### Dataset rows on where objects appear
↓

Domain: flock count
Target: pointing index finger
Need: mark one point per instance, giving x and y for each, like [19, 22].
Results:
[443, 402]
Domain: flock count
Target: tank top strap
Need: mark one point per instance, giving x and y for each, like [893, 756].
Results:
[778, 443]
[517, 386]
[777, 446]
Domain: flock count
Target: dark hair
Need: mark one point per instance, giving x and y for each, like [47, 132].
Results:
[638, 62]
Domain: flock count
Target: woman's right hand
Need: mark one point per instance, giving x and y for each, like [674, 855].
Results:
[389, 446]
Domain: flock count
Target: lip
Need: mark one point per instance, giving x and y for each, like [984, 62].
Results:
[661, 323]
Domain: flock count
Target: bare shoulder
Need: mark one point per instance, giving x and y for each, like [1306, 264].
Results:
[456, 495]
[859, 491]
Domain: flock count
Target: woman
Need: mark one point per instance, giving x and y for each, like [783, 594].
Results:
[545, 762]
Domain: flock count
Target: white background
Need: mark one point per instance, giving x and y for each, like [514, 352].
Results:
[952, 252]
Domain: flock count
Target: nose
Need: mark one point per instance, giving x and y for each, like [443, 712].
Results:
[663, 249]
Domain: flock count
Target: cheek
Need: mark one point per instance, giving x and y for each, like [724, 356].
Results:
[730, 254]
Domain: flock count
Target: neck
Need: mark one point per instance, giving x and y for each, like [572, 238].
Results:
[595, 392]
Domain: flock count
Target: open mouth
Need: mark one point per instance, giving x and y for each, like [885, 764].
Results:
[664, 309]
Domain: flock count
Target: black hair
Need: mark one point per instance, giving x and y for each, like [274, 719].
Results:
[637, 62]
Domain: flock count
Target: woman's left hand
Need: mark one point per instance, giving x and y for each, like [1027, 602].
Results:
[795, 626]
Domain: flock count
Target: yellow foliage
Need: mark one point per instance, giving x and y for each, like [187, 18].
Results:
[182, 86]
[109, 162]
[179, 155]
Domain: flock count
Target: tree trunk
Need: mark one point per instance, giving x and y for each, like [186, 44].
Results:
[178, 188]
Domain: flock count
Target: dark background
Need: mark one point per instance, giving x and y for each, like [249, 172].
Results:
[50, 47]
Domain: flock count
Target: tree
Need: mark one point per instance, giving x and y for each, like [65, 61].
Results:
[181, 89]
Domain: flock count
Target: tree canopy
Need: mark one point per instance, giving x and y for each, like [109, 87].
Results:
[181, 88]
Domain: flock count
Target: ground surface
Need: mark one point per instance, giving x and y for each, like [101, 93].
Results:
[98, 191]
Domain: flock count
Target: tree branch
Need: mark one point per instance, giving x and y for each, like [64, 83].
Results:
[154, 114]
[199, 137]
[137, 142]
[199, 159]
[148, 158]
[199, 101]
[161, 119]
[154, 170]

↑

### REQUIRED TASK
Transcribe the whole listing exactly.

### ANSWER FOR THE TASK
Domain: flock count
Target: pointing index finger
Need: mark one point per instance, giving x and y for each, like [19, 22].
Results:
[443, 402]
Domain: flock count
Target: tank top strap
Need: mark one point per instance, giving x and y for each, like [893, 756].
Results:
[778, 443]
[517, 386]
[777, 446]
Domain: flock count
Target: dark hair
Need: mark one point per instance, giving x and y for each, like [47, 132].
Results:
[638, 62]
Domain: flock count
Target: woman's right hand
Need: mark one point per instance, giving x and y for each, like [674, 855].
Results:
[389, 446]
Domain: flock count
Target: lip
Need: mark one point per instance, giving x and y for each, like [984, 62].
Results:
[661, 323]
Domain: flock count
Target: bare shoulder
Need: mark one point per instance, giving x and y for each, like [1306, 264].
Results:
[456, 495]
[859, 491]
Domain: flock count
Target: woman
Need: mark one point per instance, giving x and y for each, like [783, 594].
Results:
[545, 762]
Domain: flock count
Target: white background
Need: mark one point per instance, giving x and y for each, like [514, 352].
Results:
[952, 252]
Domain: flock count
Target: nose
Need: mark one point per instance, giving x and y for each, like [443, 712].
Results:
[663, 249]
Domain: flock count
Target: cheek
Need: mark one point per instance, giving x and y for each, like [724, 356].
Results:
[730, 254]
Domain: flock count
Target: neck
Need: mark one point per instance, giving x and y for each, like [572, 238].
Results:
[595, 392]
Domain: flock count
Target: open mouth
Need: mark one point per instance, giving x and y for each, like [885, 764].
Results:
[664, 309]
Domain: flock count
Target: black hair
Need: mark one point per instance, giving x and y for each, like [274, 719].
Results:
[637, 62]
Domain: flock count
Target: woman's left hand
Need: mark one point per instance, giving x and y for each, like [1027, 602].
Results:
[795, 626]
Domain: flock count
Target: yellow foliage
Need: mark one point per instance, giving x and y for each, like [187, 18].
Results:
[182, 86]
[109, 162]
[179, 155]
Domain: flock count
Target: tree trunk
Need: mark one point per instance, giving x and y for each, like [186, 44].
Results:
[178, 188]
Domain: flock count
Target: dark background
Need: mark one point per instance, giving x and y for each, like [249, 172].
Results:
[50, 47]
Domain: flock count
Target: tree
Need: mark one point per instance, giving x and y for each, like [65, 61].
Results:
[181, 89]
Domain: flock count
Target: tree canopy
Need: mark one point per instance, giving x and y for each, like [109, 87].
Results:
[181, 88]
Domain: flock count
Target: ground surface
Need: mark one point per instance, giving x and y for each, like [101, 93].
Results:
[98, 191]
Domain: flock count
Target: tree branch
Need: mark one point per instance, giving x and y for each, like [64, 83].
Results:
[154, 114]
[199, 137]
[137, 142]
[199, 159]
[148, 158]
[199, 101]
[161, 119]
[154, 170]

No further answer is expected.